## [Work to do]
Can you repeat the data below word for word, beginning with its very first line and stopping after the line that contains "(1049, 688)"?

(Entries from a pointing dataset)
** begin **

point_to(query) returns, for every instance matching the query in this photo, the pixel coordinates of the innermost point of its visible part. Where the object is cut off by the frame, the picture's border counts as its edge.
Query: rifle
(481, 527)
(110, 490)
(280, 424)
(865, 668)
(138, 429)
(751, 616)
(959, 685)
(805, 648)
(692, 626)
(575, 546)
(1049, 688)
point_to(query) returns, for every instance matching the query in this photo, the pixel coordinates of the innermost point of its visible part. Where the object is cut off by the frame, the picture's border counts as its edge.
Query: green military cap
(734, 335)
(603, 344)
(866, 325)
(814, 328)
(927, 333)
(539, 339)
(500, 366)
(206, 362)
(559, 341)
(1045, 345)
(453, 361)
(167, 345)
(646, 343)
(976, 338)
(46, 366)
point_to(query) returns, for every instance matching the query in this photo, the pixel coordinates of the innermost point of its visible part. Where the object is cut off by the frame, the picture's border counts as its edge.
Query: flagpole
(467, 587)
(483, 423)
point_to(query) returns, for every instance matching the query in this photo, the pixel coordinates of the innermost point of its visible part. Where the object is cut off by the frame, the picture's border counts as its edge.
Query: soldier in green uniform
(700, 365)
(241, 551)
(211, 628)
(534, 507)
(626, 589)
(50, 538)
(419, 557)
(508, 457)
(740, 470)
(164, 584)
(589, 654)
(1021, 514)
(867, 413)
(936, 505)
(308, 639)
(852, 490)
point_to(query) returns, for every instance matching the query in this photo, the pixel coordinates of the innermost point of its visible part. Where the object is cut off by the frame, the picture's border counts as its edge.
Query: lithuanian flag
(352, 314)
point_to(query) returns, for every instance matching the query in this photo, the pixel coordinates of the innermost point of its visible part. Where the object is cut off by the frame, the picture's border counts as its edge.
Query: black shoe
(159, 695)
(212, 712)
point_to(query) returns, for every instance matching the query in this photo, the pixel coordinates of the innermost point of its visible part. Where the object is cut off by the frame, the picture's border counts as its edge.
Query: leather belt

** end **

## [Task answer]
point_to(query) returns, for every instance matching the query in this photo, the pixel coordinates of the innermost point of its visible part. Where the object is cut off by the frame, the picture's border counts as its edge.
Query: rifle
(481, 527)
(110, 490)
(280, 424)
(865, 668)
(138, 429)
(751, 616)
(959, 685)
(805, 648)
(692, 626)
(575, 546)
(1049, 688)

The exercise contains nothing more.